▶ **ACTIVITY 1**: Reproduce the passage of the essay on cyberbullying between "I still remember" and "my face disappeared.", inclusive.
▶ **ACTIVITY 2**: For each statement, say yes or no depending on whether it agrees with the essay on cyberbullying, and quote the words of the essay that decide it. (a) The hurtful posts appeared on Google Plus. (b) The narrator remained a straight A student. (c) The narrator and the boy spent long stretches of time together outside of lunch.
▶ **ACTIVITY 3**: According to the essay on cyberbullying, why did the girl's cruel words grow into a thread of hateful messages?

▶ **SELECTED EXCERPT**:
================================

Remembering those nights

On being a victim of cyberbullying

Graphic by Andrea Perng

I still remember those nights.

The tossing. The turning. The crying.

I’ve lost count of the number of times tears have dripped down my face and splattered on my pillow in the dark. I’ve allowed sorrow to surround me so many times; I can no longer feel the sour aftertaste of being a victim of cyberbullying. Her comments were like powerful anesthesia injected straight into my heart, not to numb the pain, but rather, the happiness.   

Waking up to chilly mornings, stumbling groggily into classrooms, staring at the ever-dropping grades and shivering under the judging glares of people became part of my daily schedule. I struggled to put on jackets as a child and I struggled to stand up again after falling down when learning how to bike, but I always smiled afterwards. That all changed in seventh grade because of her posts on Google Plus. The smile on my face disappeared.

Her cruel words evolved into an entire thread of hateful messages from which other kids add onto simply because she was jealous that a boy who expressed feelings for her was “dating” me. Back in middle school, nobody truly understand what it means to date someone; that boy and I didn’t spend anymore time with each other longer than the 35 minutes break we had during lunch.  

Even to this day, I am shocked at the simple things petty teenagers can lash out about online. Each reply, sentence, word and character stabbed at me for the rest of that school year. Her cyberbullying led me astray and changed me into a person I didn’t expect to become. I used to be a straight A student. I used to be surrounded with a group of friends, but afterwards, only the few who truly understood me remained.

In a span of about 10 minutes, I lost grasp of almost everything: my friends, my grades, my reputation and my personality. They slipped away from me no matter how hard I tried to explain, study and “fix” myself.

================================

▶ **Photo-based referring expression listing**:

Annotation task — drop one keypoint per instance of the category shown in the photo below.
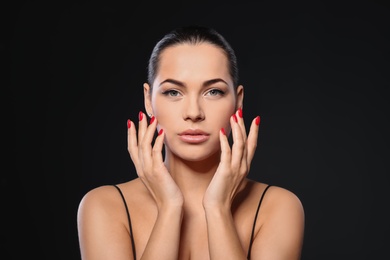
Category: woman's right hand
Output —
(149, 164)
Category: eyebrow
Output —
(205, 84)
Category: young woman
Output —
(192, 198)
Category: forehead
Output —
(202, 61)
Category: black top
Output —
(252, 233)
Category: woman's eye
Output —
(171, 93)
(215, 92)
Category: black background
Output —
(317, 73)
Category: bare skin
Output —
(197, 202)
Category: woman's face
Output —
(192, 98)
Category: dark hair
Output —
(192, 34)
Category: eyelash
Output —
(175, 93)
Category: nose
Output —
(193, 109)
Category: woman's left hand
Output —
(235, 162)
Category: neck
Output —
(192, 177)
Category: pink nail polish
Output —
(235, 118)
(240, 112)
(257, 120)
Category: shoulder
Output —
(279, 199)
(281, 225)
(106, 197)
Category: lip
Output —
(194, 136)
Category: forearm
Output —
(222, 234)
(164, 240)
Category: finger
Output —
(142, 125)
(252, 138)
(132, 145)
(238, 146)
(157, 148)
(225, 147)
(241, 122)
(147, 140)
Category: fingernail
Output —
(257, 120)
(240, 112)
(235, 118)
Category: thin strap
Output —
(254, 222)
(129, 220)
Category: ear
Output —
(147, 99)
(240, 96)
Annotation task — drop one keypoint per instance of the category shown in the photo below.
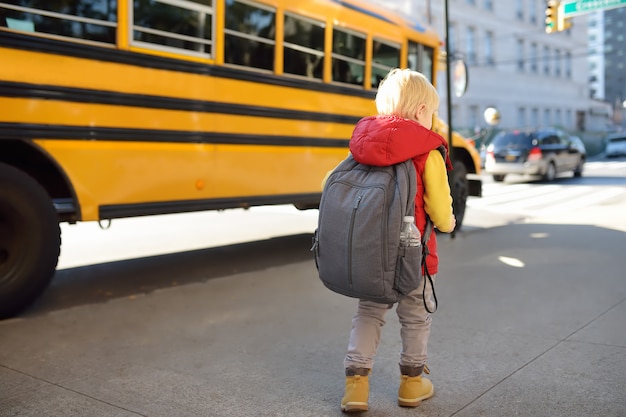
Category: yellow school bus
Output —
(120, 108)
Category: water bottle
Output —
(409, 234)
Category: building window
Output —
(303, 46)
(489, 49)
(520, 55)
(90, 20)
(471, 47)
(519, 9)
(546, 118)
(534, 117)
(532, 11)
(546, 60)
(452, 40)
(521, 117)
(473, 116)
(557, 62)
(249, 35)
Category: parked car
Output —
(545, 152)
(578, 143)
(615, 144)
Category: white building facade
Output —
(534, 79)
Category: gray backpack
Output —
(356, 243)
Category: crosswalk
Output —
(562, 196)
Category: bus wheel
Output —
(460, 191)
(30, 240)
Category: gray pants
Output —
(369, 320)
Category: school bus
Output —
(120, 108)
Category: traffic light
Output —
(552, 18)
(563, 23)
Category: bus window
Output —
(421, 59)
(249, 33)
(304, 46)
(181, 26)
(92, 20)
(385, 57)
(348, 57)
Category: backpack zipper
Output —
(357, 201)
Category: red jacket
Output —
(388, 140)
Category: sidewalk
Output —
(530, 323)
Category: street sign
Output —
(577, 7)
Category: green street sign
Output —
(577, 7)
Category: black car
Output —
(544, 152)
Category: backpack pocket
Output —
(408, 274)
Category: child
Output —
(406, 102)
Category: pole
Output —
(449, 98)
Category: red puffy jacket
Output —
(388, 140)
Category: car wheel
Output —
(550, 174)
(578, 171)
(30, 240)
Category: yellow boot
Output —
(413, 386)
(357, 390)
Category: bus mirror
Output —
(492, 116)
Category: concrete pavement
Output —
(531, 322)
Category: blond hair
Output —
(402, 91)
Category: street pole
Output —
(449, 98)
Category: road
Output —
(221, 314)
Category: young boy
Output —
(406, 102)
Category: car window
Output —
(618, 139)
(550, 139)
(512, 140)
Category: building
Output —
(612, 24)
(532, 78)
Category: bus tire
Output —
(30, 240)
(460, 191)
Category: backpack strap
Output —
(427, 232)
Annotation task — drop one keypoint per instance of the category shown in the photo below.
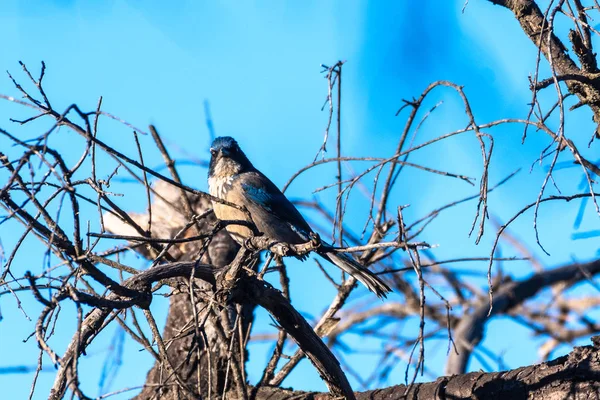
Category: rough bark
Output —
(574, 376)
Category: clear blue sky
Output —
(258, 64)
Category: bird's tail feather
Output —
(347, 264)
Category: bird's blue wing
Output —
(263, 193)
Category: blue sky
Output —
(258, 66)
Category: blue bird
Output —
(232, 177)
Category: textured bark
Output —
(583, 82)
(470, 330)
(574, 376)
(168, 219)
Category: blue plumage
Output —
(232, 177)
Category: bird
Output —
(234, 179)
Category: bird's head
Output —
(226, 158)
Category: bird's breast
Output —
(222, 188)
(218, 186)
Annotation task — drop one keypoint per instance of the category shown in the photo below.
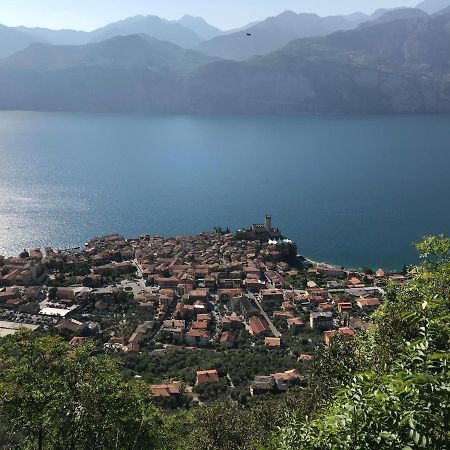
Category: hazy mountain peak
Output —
(154, 26)
(200, 26)
(433, 6)
(391, 15)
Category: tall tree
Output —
(55, 397)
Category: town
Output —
(194, 316)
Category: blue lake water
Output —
(354, 191)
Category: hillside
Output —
(433, 6)
(397, 65)
(153, 26)
(12, 41)
(274, 33)
(200, 27)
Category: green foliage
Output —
(52, 397)
(399, 393)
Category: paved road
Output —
(273, 329)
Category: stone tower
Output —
(268, 223)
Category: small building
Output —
(272, 295)
(166, 390)
(321, 320)
(344, 307)
(258, 325)
(295, 324)
(368, 304)
(227, 339)
(272, 342)
(207, 376)
(198, 337)
(345, 332)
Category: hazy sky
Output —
(90, 14)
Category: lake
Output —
(356, 191)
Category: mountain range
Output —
(398, 61)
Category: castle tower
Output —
(268, 223)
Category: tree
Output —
(399, 395)
(53, 397)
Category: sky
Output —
(226, 14)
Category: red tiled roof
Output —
(258, 325)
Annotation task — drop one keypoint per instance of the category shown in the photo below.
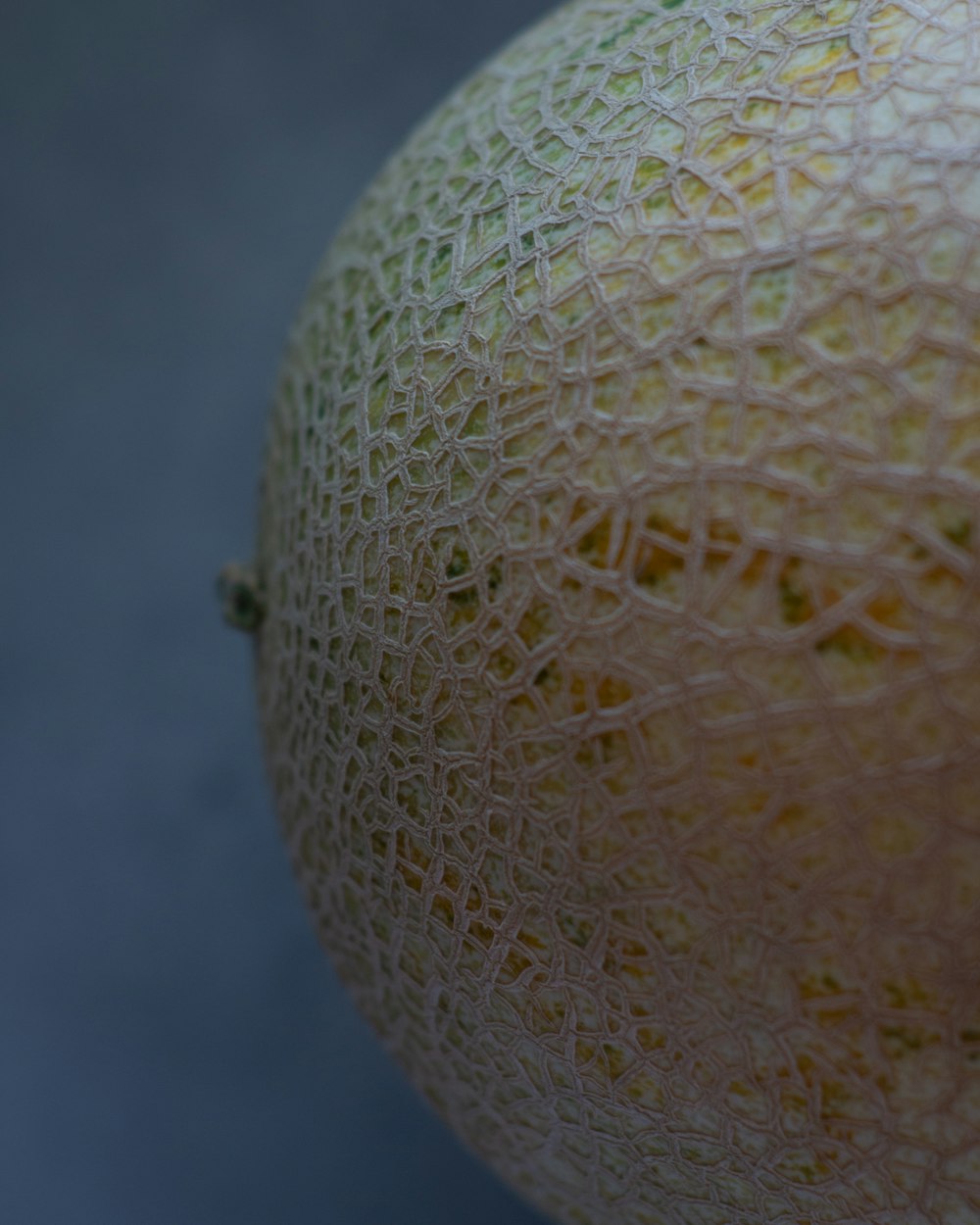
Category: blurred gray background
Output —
(174, 1047)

================================

▶ **RESULT 1**:
I still remember those nights.

The tossing. The turning. The crying.

I’ve lost count of the number of times tears have dripped down my face and splattered on my pillow in the dark. I’ve allowed sorrow to surround me so many times; I can no longer feel the sour aftertaste of being a victim of cyberbullying. Her comments were like powerful anesthesia injected straight into my heart, not to numb the pain, but rather, the happiness.   

Waking up to chilly mornings, stumbling groggily into classrooms, staring at the ever-dropping grades and shivering under the judging glares of people became part of my daily schedule. I struggled to put on jackets as a child and I struggled to stand up again after falling down when learning how to bike, but I always smiled afterwards. That all changed in seventh grade because of her posts on Google Plus. The smile on my face disappeared.

▶ **RESULT 2**:
(a) Yes: "That all changed in seventh grade because of her posts on Google Plus."
(b) No: "I used to be a straight A student."
(c) No: "that boy and I didn’t spend anymore time with each other longer than the 35 minutes break we had during lunch."

▶ **RESULT 3**: She was jealous that a boy who had expressed feelings for her was "dating" the narrator. The narrator adds that the two spent no more time together than the 35-minute lunch break.